Instruction: Pick out each line in the material below that contains the string "instance", and copy those lines in full. Matching is case-sensitive.

Task inputs:
========================================================================
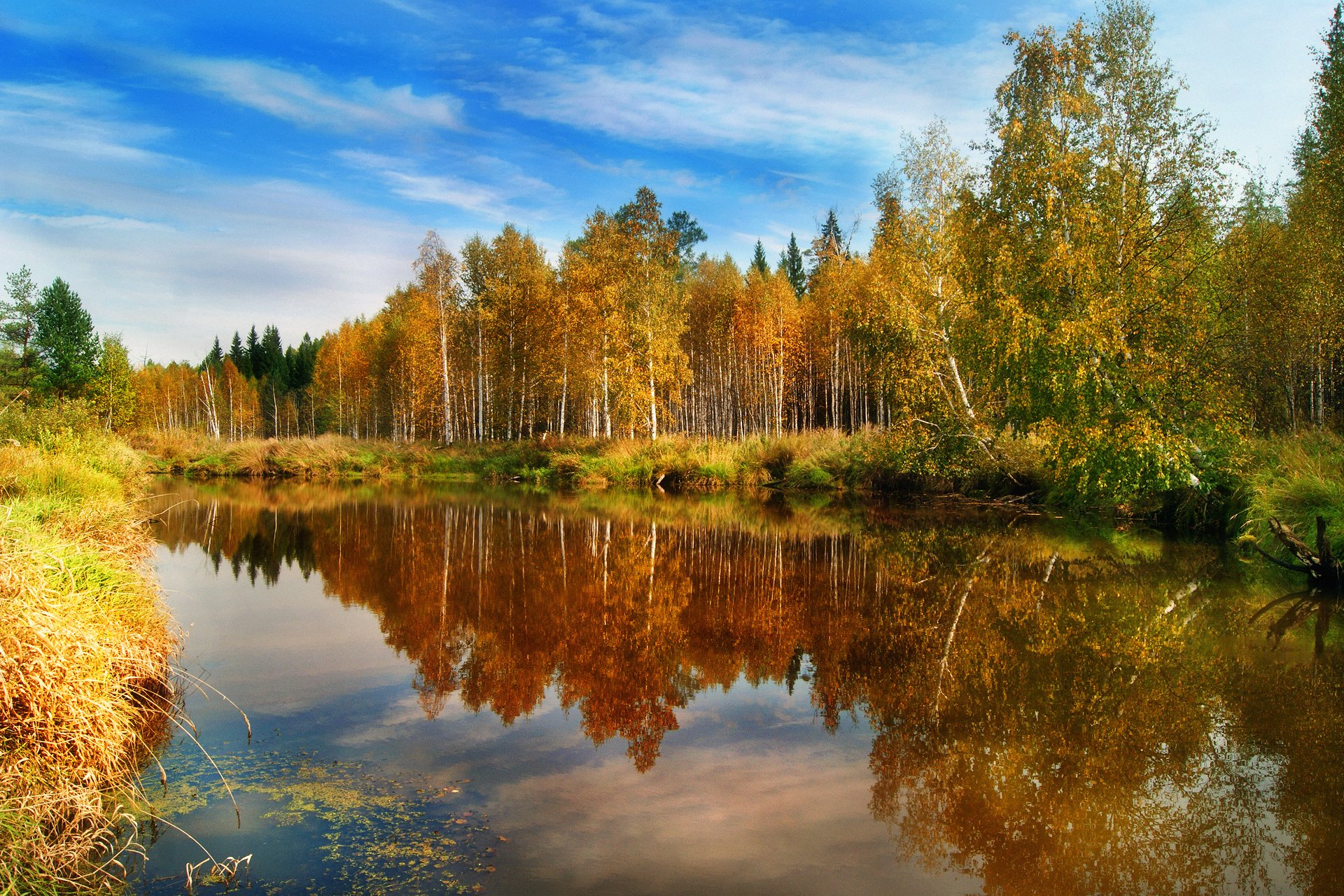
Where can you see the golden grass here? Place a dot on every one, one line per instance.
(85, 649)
========================================================================
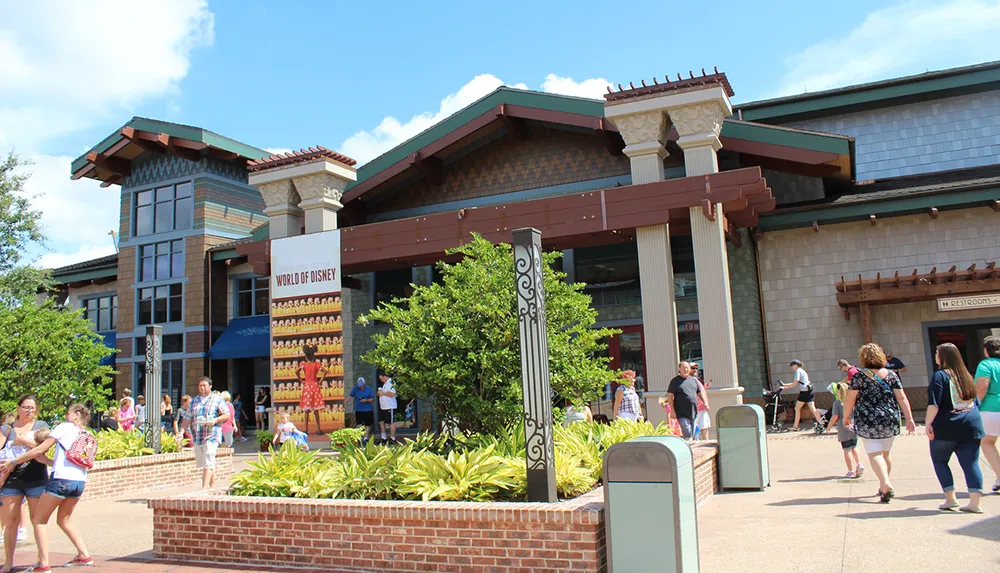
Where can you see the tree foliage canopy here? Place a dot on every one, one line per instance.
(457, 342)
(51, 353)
========================================================================
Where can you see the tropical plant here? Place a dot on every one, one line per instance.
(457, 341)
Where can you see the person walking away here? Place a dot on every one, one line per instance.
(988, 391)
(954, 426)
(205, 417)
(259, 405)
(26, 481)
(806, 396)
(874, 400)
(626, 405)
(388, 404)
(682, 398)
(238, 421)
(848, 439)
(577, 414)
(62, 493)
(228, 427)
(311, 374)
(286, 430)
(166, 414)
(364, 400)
========================================================================
Solution:
Where can you see the golden grass here? Place a dot on every one, one line per instance.
Where can you see the tree foliage canopy here? Place a dot on every one, one line per instance.
Where can you see the tropical plant here? Place a dot on every one, one line per instance.
Where can you see the person walking away here? Place a dot on every one, one line per instance.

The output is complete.